● **Compito breve**
Ricopia fedelmente dal testo del documento il tratto che va da "L’inizio sintetizza bene" fino a "per sposare un’altra.".

● **Testo del documento**

● ● ●

L’inizio sintetizza bene il doppio movimento:
(Perdonate l’elementarità disturbante della prosa, ma ci si adegua all’oggetto in questione)
1) Inghilterra. La romantica e timida Iris ama Jasper. L’attività lavorativa che condividono è causa dell’ ammirazione di lei nei confronti di lui. Iris, vittima dell’ingenuità, viene abbandonata da Jasper, che sta per sposare un’altra.
2) USA. L’ambiziosa e spigliata Amanda convive con Ethan, probabilmente non amandolo. L’attività lavorativa che condividono genera l’indifferenza di lei nei confronti di lui. Amanda intuisce il conseguente tradimento di Ethan e lo lascia.

● ● ●

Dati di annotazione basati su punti
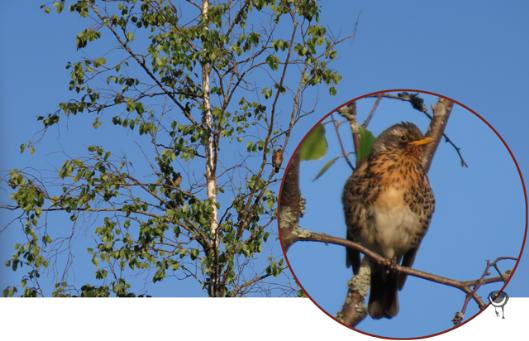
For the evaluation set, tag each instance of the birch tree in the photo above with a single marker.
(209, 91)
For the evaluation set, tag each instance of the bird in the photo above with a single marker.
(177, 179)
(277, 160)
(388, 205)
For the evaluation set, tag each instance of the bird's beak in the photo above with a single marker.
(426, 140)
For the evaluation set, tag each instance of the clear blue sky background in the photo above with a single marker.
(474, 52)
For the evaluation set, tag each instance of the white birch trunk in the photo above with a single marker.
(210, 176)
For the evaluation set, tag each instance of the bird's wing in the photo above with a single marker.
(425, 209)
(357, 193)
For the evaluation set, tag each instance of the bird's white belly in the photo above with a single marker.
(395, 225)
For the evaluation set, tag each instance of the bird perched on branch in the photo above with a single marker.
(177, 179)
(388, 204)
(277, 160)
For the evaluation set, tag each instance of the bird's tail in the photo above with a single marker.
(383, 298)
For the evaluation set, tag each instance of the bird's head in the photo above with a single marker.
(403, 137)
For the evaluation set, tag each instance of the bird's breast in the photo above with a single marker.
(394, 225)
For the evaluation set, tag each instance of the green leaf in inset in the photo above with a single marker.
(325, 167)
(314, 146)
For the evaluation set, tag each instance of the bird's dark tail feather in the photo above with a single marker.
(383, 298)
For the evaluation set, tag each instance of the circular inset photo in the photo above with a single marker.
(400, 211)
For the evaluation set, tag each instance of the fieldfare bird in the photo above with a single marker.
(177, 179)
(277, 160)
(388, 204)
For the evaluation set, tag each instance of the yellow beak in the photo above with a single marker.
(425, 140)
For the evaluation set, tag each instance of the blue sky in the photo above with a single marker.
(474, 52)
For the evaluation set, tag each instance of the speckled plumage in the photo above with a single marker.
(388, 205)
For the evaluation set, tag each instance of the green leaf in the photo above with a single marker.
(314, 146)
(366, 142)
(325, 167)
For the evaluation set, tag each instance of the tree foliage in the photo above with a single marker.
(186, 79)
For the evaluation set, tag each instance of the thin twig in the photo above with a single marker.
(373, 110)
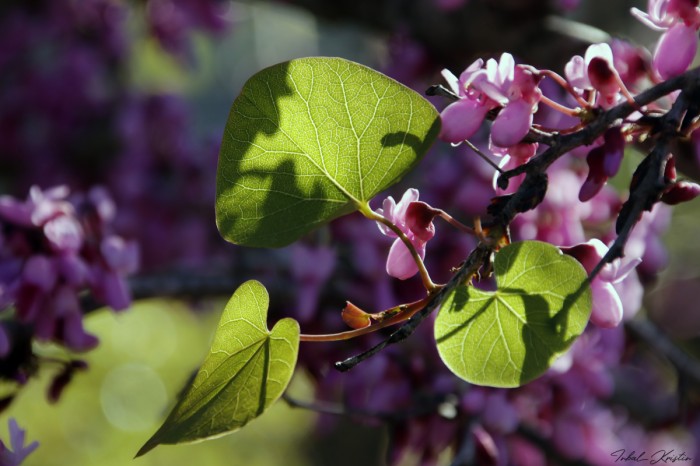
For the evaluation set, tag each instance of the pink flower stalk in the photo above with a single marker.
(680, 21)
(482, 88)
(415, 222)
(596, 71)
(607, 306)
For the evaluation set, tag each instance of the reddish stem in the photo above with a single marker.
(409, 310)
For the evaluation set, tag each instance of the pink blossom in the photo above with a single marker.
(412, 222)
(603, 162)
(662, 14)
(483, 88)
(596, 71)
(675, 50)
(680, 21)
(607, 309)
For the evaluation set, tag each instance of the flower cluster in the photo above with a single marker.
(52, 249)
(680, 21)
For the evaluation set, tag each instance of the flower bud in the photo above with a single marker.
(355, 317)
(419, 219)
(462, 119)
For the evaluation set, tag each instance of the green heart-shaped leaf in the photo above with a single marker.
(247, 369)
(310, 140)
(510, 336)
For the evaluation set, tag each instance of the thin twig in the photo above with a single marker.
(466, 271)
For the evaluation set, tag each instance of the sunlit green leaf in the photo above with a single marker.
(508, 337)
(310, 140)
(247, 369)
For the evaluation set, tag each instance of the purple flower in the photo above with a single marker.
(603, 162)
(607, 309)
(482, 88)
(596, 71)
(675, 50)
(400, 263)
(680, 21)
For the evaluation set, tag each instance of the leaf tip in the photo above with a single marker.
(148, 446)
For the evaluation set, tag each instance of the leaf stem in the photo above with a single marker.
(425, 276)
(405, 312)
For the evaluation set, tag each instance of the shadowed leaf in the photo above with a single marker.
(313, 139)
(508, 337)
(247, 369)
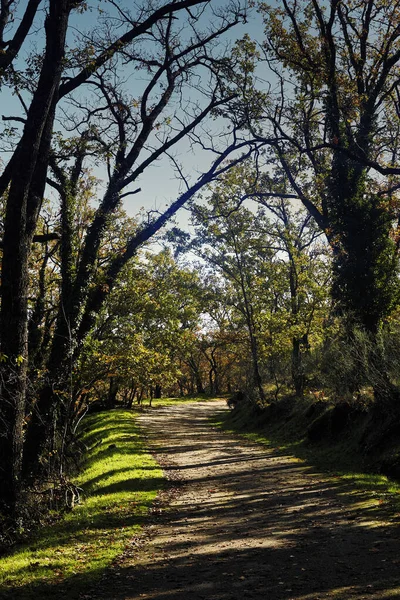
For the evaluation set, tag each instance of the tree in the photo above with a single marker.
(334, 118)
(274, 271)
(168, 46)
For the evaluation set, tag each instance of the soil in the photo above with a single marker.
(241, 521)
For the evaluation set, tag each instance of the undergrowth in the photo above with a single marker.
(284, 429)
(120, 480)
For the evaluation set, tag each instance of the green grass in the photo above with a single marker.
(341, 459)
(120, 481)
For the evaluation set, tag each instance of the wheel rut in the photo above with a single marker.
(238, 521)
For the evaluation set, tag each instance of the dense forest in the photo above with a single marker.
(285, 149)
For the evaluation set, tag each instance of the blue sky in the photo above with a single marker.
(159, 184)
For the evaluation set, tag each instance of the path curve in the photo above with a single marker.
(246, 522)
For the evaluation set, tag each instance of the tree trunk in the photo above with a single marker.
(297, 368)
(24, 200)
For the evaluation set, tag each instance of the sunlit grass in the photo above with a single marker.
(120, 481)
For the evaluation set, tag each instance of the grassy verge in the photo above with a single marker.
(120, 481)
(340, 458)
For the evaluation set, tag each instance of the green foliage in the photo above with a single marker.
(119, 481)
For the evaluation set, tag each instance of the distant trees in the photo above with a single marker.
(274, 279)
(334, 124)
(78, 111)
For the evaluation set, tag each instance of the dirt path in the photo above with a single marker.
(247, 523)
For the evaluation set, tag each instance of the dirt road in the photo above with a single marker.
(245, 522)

● ● ●

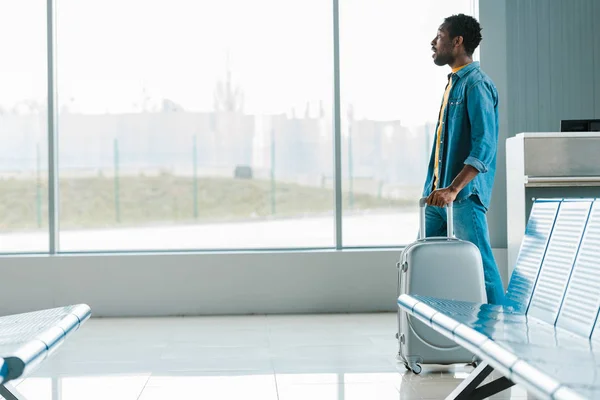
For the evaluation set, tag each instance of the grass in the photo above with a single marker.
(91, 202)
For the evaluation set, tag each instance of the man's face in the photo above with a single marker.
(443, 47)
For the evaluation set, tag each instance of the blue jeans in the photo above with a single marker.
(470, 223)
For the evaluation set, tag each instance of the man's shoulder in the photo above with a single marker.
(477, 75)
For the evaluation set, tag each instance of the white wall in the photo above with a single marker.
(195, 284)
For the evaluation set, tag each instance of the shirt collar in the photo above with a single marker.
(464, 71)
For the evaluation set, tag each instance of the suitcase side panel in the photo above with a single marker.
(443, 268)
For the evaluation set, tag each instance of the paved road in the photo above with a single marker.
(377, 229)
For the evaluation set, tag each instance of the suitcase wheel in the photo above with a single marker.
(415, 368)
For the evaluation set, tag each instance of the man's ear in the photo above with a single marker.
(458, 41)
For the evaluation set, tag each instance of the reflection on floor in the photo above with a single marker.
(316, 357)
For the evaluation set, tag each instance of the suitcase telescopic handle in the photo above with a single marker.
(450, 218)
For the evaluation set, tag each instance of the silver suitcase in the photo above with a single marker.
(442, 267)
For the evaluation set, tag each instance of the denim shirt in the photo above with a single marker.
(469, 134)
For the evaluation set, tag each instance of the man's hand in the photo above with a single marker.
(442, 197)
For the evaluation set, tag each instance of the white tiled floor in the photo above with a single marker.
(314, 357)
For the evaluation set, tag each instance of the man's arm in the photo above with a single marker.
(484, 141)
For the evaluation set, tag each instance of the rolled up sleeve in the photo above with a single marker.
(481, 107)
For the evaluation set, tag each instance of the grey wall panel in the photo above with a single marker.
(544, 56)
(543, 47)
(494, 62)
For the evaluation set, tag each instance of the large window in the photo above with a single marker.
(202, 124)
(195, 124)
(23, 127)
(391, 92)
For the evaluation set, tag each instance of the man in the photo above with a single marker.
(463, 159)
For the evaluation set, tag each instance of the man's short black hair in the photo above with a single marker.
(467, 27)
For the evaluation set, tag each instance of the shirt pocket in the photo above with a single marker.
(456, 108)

● ● ●

● **Esito del compito**
L’inizio sintetizza bene il doppio movimento:
(Perdonate l’elementarità disturbante della prosa, ma ci si adegua all’oggetto in questione)
1) Inghilterra. La romantica e timida Iris ama Jasper. L’attività lavorativa che condividono è causa dell’ ammirazione di lei nei confronti di lui. Iris, vittima dell’ingenuità, viene abbandonata da Jasper, che sta per sposare un’altra.